■ ENTRIES SUPPLIED ■
----
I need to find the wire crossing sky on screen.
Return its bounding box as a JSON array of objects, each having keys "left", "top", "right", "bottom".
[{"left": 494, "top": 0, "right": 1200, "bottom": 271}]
----
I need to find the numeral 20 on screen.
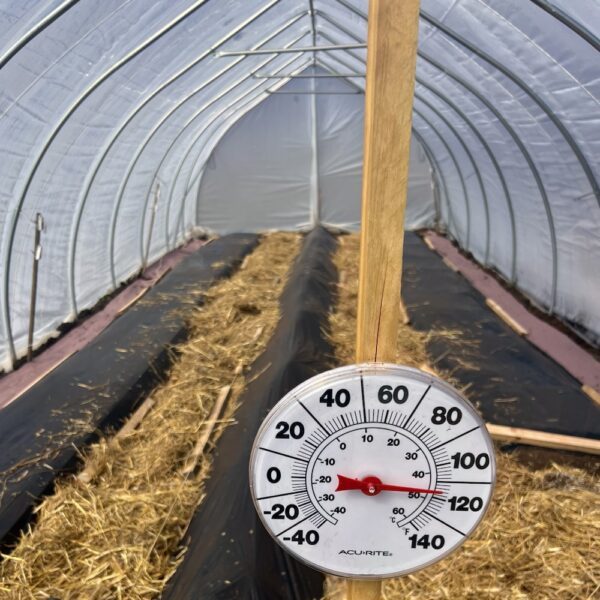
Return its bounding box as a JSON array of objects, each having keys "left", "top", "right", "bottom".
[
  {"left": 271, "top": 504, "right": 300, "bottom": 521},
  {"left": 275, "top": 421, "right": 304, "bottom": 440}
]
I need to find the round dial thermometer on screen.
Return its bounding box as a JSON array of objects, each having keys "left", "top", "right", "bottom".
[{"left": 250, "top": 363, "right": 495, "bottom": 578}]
----
■ WORK TO BE COMPLETED ■
Go through the items above and copy out each line that contains the word "right".

■ RESPONSE ■
Return its bounding box as a JSON array of objects, each having keys "left", "top", "right", "bottom".
[{"left": 494, "top": 0, "right": 1200, "bottom": 271}]
Return its bounding box as a JSON array of objects, each having keys "left", "top", "right", "bottom".
  {"left": 271, "top": 504, "right": 300, "bottom": 521},
  {"left": 275, "top": 421, "right": 304, "bottom": 440}
Return its bounding box as a JSON array of objects, each having keys "left", "top", "right", "bottom".
[{"left": 250, "top": 363, "right": 495, "bottom": 578}]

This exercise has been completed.